▶ **Problem statement**
When you reach the line containing "column 479, row 97" in the data below, begin returning lines exactly as written, and stop once the line containing "Reviewer note: confirm that each instance of the tram tracks" has been returned.

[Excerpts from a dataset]
[Start of section]

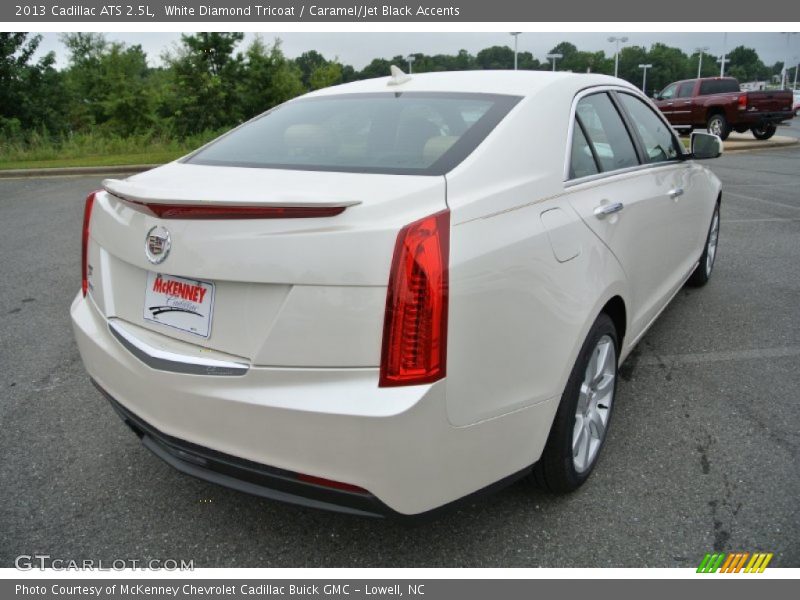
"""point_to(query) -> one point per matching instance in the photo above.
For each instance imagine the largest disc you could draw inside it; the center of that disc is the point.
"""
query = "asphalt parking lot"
(703, 453)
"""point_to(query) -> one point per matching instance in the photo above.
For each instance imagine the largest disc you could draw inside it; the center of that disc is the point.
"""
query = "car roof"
(516, 83)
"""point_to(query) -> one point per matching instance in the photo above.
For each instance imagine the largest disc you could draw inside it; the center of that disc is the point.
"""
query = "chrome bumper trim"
(163, 360)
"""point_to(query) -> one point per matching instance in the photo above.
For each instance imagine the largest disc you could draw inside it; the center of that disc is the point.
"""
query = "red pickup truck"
(717, 104)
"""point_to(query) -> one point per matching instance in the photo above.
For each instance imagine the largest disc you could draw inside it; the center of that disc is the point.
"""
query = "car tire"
(702, 272)
(764, 132)
(718, 125)
(581, 423)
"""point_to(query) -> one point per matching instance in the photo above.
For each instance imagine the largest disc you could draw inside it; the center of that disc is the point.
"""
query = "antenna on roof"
(398, 77)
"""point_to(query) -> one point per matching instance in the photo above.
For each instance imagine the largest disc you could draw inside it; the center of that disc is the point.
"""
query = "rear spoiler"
(175, 205)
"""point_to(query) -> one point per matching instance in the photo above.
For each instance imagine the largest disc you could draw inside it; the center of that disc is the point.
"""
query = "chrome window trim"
(626, 171)
(163, 360)
(568, 182)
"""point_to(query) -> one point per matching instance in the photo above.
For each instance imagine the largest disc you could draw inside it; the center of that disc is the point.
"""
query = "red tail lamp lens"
(87, 216)
(415, 323)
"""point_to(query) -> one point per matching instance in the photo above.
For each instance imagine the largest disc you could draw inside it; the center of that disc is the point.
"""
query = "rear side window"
(606, 133)
(396, 133)
(659, 143)
(718, 86)
(686, 89)
(582, 162)
(668, 93)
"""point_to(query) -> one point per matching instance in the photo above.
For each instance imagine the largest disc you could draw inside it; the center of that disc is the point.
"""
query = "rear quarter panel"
(517, 315)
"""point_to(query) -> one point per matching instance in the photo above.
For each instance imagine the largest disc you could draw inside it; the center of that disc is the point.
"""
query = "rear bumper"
(258, 431)
(751, 119)
(243, 475)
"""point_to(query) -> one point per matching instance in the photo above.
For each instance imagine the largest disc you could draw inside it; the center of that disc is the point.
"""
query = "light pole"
(785, 71)
(644, 77)
(516, 35)
(701, 50)
(554, 57)
(613, 39)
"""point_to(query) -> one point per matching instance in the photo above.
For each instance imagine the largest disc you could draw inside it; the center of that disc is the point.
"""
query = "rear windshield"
(718, 86)
(399, 133)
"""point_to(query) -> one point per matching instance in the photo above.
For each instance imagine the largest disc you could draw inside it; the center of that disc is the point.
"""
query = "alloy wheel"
(594, 404)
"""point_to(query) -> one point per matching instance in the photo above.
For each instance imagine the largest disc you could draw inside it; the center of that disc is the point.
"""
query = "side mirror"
(705, 145)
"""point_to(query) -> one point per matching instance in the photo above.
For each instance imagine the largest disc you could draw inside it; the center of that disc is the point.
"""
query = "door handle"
(608, 209)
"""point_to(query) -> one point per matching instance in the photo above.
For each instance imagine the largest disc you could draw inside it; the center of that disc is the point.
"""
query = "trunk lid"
(769, 101)
(302, 292)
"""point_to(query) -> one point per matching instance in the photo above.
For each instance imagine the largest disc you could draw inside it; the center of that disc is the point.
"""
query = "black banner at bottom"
(732, 586)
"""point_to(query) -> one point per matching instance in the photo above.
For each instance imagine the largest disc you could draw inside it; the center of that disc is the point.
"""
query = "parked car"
(387, 295)
(717, 104)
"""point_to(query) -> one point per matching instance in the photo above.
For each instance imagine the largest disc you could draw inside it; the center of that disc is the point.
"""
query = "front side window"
(659, 143)
(396, 133)
(606, 133)
(668, 93)
(718, 86)
(686, 90)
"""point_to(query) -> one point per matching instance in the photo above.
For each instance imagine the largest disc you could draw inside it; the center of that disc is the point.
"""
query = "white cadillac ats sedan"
(385, 296)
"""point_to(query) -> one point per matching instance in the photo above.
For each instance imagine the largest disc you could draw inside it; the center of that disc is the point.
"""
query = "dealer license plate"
(185, 304)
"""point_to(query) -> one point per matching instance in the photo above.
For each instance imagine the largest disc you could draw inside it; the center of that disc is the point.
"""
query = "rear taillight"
(743, 102)
(415, 324)
(87, 215)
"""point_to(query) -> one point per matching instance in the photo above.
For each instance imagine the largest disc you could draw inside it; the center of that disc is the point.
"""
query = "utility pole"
(644, 77)
(785, 70)
(613, 39)
(516, 35)
(554, 57)
(701, 50)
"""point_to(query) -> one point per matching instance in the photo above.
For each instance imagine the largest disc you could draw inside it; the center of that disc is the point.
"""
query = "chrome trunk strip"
(163, 360)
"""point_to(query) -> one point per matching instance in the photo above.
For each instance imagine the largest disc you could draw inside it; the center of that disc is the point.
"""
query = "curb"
(730, 145)
(63, 171)
(734, 144)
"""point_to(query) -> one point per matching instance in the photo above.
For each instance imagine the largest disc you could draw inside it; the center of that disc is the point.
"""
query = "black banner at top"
(337, 11)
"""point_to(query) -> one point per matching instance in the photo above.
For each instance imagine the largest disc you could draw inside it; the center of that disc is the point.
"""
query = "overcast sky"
(358, 49)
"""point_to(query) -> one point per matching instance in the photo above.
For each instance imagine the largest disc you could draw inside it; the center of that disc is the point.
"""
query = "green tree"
(205, 79)
(495, 57)
(745, 65)
(268, 78)
(308, 62)
(31, 93)
(108, 85)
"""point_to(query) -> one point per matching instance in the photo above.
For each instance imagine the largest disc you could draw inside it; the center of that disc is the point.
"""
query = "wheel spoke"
(591, 368)
(597, 425)
(587, 446)
(604, 352)
(593, 404)
(578, 436)
(583, 399)
(604, 386)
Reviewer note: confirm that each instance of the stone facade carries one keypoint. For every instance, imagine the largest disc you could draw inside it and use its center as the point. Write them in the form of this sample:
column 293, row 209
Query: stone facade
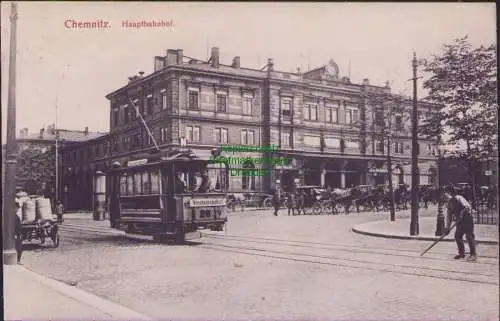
column 206, row 102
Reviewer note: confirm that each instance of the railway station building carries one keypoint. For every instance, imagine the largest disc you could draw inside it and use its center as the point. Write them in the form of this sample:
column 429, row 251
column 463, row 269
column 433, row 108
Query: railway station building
column 325, row 126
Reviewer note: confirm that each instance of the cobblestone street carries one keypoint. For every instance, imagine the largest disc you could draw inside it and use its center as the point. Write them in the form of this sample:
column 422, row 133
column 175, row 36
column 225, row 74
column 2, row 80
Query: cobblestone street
column 285, row 267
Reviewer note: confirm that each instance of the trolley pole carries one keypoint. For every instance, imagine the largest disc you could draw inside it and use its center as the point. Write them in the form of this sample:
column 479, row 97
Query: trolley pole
column 9, row 208
column 414, row 229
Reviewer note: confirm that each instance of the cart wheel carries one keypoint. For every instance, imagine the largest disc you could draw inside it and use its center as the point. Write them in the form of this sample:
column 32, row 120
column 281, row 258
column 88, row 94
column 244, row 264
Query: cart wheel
column 55, row 240
column 316, row 209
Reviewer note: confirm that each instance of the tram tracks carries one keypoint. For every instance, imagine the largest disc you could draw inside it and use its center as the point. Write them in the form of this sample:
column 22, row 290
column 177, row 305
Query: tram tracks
column 344, row 247
column 466, row 275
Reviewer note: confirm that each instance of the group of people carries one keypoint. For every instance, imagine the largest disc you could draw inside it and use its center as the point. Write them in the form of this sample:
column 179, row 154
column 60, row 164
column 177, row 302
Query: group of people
column 298, row 200
column 18, row 218
column 458, row 210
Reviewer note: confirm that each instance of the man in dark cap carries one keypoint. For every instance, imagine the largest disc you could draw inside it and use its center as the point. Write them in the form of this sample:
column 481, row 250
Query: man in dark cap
column 460, row 209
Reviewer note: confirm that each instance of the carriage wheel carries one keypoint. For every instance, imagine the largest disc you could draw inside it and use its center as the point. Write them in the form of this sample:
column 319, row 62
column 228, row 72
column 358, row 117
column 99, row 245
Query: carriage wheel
column 267, row 202
column 316, row 208
column 55, row 240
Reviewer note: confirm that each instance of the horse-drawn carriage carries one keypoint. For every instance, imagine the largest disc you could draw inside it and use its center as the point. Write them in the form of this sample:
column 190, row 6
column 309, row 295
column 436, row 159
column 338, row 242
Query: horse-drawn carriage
column 36, row 221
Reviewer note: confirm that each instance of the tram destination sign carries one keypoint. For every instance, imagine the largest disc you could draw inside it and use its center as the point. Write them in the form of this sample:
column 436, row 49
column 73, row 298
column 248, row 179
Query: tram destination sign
column 203, row 202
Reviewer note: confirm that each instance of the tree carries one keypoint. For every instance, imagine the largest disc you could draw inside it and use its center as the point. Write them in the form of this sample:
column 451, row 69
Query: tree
column 36, row 169
column 463, row 79
column 385, row 109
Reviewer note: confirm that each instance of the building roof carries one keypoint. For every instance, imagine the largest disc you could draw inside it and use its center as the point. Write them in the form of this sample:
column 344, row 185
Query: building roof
column 64, row 135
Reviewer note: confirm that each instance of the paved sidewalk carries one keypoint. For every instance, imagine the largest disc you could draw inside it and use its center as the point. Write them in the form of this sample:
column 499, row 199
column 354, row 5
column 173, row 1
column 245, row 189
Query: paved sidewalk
column 400, row 229
column 85, row 221
column 28, row 295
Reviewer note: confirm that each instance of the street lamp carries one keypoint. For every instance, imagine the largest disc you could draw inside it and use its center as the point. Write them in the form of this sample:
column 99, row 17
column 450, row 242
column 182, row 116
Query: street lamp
column 440, row 216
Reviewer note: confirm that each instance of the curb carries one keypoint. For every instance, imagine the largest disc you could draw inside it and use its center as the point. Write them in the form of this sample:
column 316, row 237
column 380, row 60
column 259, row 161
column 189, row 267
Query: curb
column 115, row 310
column 418, row 238
column 103, row 230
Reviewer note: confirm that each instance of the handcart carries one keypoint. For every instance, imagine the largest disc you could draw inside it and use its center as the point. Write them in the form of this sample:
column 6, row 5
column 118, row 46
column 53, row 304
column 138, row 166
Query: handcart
column 40, row 230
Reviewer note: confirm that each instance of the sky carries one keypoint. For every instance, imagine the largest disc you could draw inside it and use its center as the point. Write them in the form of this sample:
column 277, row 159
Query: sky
column 74, row 69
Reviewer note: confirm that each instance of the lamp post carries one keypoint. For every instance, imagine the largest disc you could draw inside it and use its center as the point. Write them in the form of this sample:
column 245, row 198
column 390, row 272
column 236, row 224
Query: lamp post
column 414, row 228
column 440, row 216
column 9, row 209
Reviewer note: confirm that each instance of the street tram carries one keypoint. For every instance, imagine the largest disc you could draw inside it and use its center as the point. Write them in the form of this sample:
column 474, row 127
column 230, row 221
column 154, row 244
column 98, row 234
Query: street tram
column 169, row 194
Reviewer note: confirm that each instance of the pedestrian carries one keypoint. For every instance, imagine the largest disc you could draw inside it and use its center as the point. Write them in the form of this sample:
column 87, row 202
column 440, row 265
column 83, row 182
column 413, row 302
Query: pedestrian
column 300, row 202
column 291, row 203
column 18, row 228
column 276, row 201
column 60, row 212
column 460, row 209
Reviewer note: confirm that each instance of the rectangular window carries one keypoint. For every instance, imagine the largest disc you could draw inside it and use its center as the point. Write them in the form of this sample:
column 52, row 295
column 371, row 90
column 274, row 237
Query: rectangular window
column 137, row 183
column 149, row 104
column 307, row 112
column 193, row 102
column 163, row 134
column 163, row 99
column 348, row 116
column 247, row 105
column 286, row 107
column 123, row 185
column 335, row 115
column 329, row 115
column 247, row 137
column 355, row 115
column 314, row 112
column 126, row 114
column 380, row 145
column 285, row 140
column 193, row 133
column 155, row 182
column 399, row 122
column 221, row 135
column 221, row 103
column 379, row 118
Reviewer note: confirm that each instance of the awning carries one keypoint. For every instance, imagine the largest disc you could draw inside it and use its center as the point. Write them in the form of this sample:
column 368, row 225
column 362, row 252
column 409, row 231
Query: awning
column 336, row 156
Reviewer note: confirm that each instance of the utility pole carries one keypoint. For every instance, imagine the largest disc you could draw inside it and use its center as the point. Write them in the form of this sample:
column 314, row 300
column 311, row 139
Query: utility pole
column 9, row 208
column 414, row 229
column 57, row 157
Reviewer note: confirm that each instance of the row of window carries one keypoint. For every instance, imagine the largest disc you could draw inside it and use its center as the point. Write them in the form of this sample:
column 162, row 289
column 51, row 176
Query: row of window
column 143, row 107
column 221, row 102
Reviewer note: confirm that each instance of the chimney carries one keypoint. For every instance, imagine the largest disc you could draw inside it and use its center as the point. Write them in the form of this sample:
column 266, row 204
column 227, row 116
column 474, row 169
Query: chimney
column 159, row 63
column 180, row 55
column 270, row 64
column 236, row 62
column 171, row 58
column 215, row 57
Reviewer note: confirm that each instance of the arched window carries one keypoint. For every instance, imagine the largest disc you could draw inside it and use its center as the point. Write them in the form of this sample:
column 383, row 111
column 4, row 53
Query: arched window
column 248, row 177
column 432, row 176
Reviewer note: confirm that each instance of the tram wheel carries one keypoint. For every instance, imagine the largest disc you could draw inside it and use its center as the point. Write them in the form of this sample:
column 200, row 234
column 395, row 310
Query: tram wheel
column 316, row 209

[End of section]

▶ **Expected output**
column 479, row 97
Query: trolley pole
column 9, row 208
column 414, row 229
Reviewer note: confirm that each instance of the cart wheel carries one keypoint. For every instance, imagine the largest disc you could draw inside it and use its center as the point. Write them in the form of this sample:
column 32, row 120
column 281, row 258
column 88, row 94
column 244, row 264
Query: cart wheel
column 55, row 240
column 316, row 209
Reviewer note: confirm that each instance of the tram tracks carries one keypoint. For every instance, imagine the largest disc you could draw inside it and use its center as the point. Write them in the form of this sample:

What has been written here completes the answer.